— TASK OBJECTIVE —
Reproduce exactly the line with "Objective — for every instance of the cleat, mark" and the lines after it. Stop at the last line of the data and include nothing else.

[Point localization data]

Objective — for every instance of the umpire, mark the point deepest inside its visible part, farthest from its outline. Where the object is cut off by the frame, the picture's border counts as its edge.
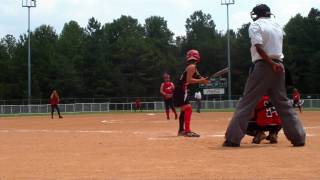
(266, 77)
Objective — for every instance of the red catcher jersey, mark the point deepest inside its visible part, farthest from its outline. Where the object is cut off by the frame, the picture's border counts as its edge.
(266, 113)
(168, 87)
(296, 96)
(54, 100)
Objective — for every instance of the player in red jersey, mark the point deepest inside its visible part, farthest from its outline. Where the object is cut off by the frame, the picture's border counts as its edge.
(296, 97)
(166, 90)
(266, 119)
(180, 96)
(137, 105)
(54, 101)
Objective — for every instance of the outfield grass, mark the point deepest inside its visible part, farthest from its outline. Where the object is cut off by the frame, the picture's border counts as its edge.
(126, 111)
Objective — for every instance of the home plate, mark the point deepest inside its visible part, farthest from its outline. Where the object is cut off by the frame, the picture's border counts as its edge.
(110, 121)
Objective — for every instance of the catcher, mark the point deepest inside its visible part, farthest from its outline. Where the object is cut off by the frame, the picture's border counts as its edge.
(266, 119)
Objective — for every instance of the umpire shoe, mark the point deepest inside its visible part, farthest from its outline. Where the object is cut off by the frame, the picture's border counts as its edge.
(227, 143)
(259, 137)
(298, 144)
(181, 133)
(273, 138)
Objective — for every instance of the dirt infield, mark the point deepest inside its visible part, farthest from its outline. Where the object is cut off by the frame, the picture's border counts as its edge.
(145, 146)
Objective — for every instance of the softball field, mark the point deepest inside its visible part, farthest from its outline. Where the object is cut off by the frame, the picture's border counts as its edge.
(145, 146)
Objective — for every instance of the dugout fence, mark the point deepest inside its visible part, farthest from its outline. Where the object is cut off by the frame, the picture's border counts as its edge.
(124, 107)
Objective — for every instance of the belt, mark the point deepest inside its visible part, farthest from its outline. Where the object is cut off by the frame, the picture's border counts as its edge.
(261, 60)
(274, 60)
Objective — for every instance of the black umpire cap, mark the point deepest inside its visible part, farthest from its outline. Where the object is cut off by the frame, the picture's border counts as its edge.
(261, 10)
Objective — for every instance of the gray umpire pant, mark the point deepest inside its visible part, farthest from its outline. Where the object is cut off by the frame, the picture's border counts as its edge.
(263, 80)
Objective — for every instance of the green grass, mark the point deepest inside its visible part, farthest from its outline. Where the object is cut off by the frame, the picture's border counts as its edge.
(126, 111)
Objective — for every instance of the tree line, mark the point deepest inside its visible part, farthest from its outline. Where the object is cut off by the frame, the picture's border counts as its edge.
(126, 58)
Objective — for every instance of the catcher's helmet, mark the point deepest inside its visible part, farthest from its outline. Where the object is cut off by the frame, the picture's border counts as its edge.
(193, 55)
(260, 10)
(166, 76)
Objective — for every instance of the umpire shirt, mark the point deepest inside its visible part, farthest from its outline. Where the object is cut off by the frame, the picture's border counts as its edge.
(269, 34)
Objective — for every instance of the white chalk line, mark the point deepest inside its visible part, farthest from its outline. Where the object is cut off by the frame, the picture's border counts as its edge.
(110, 121)
(57, 131)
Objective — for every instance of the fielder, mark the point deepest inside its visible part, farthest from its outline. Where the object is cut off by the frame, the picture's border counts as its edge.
(180, 95)
(54, 101)
(266, 76)
(296, 97)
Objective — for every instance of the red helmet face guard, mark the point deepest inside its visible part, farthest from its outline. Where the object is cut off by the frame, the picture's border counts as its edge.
(166, 77)
(193, 55)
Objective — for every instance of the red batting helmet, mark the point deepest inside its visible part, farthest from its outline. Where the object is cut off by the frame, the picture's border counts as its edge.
(193, 55)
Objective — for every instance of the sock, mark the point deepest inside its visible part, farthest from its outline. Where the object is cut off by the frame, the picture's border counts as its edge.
(187, 118)
(167, 113)
(181, 121)
(175, 112)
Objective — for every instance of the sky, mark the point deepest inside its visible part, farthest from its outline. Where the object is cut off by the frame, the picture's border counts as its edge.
(13, 17)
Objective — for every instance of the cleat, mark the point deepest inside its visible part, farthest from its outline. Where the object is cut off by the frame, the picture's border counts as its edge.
(191, 134)
(181, 133)
(259, 137)
(298, 144)
(273, 138)
(227, 143)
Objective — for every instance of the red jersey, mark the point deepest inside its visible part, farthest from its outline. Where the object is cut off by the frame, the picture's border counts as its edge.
(296, 96)
(168, 88)
(138, 104)
(266, 113)
(54, 100)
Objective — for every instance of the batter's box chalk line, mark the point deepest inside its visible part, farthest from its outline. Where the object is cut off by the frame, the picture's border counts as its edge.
(58, 131)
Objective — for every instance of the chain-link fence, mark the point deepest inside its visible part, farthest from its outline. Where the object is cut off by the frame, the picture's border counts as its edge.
(128, 107)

— EXERCISE ANSWER —
Objective — for every instance of the cleat, mark the point deepest inside its visible part, farthest from its outline. Where the object is cut off by the frame, the picture's border counts as its edge.
(191, 134)
(181, 133)
(259, 137)
(298, 144)
(273, 138)
(227, 143)
Objective — for every instance of the red jersey, mark the point deepest inside its visible part, farthest from its outline. Where the object is cut off by the frame, the picture's border counts as its edge.
(296, 96)
(168, 88)
(138, 104)
(266, 113)
(54, 100)
Objective — for every instance of the batter's box chalk line, mark the point deepest inside its visible part, farthest from its outline. Where the object is cut off by the frame, the picture's border counts as its edge.
(58, 131)
Objective — for every instance of the chain-link fence, mark the point deepest inside its visible part, farthest from its outline. Where the object is cut off by the frame, the picture's border counts as its edge.
(128, 107)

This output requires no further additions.